---------- Document text ----------

Carlsbad is finally showing improvement with the availability rate falling below 20% for the first time in years, ending 2019 at 17.6%. Notwithstanding, rental rates in Carlsbad are still some of the cheapest in the region and it’s one of the few markets in the county where we still see significant amounts of free rent provided on new office leases.

There are some offsetting negatives in a few of the submarkets that cause the region to look like it’s not healthy at all. Downtown is approaching some of the highest availability rates that we’ve seen in nearly 30 years, with an availability rate of 32%, and potentially as high as 38% if a few key subleases hit the market this year and with the Campus at Horton Plaza delivering next year. There are half a dozen full buildings that are or will be completely vacant—and smart landlords are already in triage mode to stabilize occupancy going into the next few years as the market is flooded with even more availability. For more of the scoop on Downtown, click here.

---------- Source data ----------

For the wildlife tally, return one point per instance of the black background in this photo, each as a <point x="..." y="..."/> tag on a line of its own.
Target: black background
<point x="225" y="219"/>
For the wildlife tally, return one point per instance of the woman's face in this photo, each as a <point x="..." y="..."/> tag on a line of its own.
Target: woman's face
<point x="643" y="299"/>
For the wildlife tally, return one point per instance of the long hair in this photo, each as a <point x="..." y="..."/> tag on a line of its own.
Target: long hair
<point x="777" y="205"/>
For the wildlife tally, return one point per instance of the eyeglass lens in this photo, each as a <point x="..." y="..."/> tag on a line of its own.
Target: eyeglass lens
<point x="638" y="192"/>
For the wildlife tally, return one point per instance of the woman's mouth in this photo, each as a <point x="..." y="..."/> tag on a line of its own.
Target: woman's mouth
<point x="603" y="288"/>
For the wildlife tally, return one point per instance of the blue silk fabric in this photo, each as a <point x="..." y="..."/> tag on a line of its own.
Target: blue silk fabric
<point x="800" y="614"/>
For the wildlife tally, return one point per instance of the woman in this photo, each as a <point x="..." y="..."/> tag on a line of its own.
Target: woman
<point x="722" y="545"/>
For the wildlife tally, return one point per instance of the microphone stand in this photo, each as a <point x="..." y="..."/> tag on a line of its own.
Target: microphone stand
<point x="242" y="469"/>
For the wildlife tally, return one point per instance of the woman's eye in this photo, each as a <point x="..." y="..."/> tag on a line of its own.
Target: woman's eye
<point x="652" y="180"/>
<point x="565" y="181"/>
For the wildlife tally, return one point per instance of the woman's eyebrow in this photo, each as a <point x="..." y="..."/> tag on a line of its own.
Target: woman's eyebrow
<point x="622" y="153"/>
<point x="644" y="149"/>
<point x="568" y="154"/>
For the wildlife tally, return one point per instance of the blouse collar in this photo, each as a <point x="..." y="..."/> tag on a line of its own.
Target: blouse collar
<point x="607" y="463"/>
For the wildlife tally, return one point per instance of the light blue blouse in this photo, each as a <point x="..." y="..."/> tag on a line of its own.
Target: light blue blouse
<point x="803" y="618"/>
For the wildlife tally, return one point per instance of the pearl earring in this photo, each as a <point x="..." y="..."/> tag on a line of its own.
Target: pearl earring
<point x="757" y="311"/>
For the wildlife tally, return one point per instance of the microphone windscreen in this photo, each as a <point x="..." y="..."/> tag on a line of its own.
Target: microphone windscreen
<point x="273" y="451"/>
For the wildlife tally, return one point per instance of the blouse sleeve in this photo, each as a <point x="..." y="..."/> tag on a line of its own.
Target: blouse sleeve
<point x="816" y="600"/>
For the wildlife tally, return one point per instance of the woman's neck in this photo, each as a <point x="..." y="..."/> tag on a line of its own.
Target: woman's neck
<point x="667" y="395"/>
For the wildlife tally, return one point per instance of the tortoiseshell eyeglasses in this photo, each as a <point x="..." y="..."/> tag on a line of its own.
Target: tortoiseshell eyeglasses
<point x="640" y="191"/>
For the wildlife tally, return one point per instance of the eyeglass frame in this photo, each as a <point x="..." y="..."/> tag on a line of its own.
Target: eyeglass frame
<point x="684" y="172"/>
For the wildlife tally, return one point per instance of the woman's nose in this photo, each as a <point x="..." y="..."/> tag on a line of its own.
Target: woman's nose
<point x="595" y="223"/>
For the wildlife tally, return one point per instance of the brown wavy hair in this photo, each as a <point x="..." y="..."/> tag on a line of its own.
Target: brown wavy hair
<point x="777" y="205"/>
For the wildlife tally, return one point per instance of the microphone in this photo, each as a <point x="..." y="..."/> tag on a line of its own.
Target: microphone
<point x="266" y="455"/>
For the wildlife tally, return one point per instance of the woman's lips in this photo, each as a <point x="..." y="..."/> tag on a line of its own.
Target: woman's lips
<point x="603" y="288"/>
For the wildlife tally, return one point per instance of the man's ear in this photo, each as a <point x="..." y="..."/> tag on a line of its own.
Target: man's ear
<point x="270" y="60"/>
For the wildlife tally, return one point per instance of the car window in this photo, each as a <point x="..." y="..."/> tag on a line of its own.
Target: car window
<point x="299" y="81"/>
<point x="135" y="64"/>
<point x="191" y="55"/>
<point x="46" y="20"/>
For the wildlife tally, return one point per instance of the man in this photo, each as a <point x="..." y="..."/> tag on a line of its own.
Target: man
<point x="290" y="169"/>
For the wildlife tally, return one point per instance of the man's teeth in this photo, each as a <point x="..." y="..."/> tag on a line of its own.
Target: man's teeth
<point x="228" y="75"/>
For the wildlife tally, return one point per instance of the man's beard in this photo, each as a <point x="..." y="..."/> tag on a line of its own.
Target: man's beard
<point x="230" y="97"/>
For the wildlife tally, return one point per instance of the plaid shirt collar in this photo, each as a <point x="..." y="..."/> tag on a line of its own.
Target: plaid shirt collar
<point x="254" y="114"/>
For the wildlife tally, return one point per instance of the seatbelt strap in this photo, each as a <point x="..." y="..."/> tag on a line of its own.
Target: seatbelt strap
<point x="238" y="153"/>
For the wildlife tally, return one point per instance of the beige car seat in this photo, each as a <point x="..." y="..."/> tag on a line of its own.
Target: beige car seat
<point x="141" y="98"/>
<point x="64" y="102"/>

----------

Tasks to carry out:
a. Output the passage of the office market text from "Carlsbad is finally" up to and including "new office leases.".
b. Change "seatbelt" to "safety belt" in the listing lines from the line with "of the plaid" through the end of the listing, and return only those lines with everything else left as is.

Solution list:
a.
Carlsbad is finally showing improvement with the availability rate falling below 20% for the first time in years, ending 2019 at 17.6%. Notwithstanding, rental rates in Carlsbad are still some of the cheapest in the region and it’s one of the few markets in the county where we still see significant amounts of free rent provided on new office leases.

b.
For the wildlife tally, return one point per instance of the plaid shirt collar in this photo, each as a <point x="..." y="..."/> tag on a line of its own.
Target: plaid shirt collar
<point x="254" y="114"/>
For the wildlife tally, return one point per instance of the safety belt strap in this photo, each as a <point x="..." y="..."/> tag on a line of its own.
Target: safety belt strap
<point x="238" y="153"/>
For the wildlife tally, return one point per instance of the beige car seat in this photo, each as a <point x="..." y="..."/> tag on a line of its own.
Target: beige car seat
<point x="141" y="98"/>
<point x="64" y="102"/>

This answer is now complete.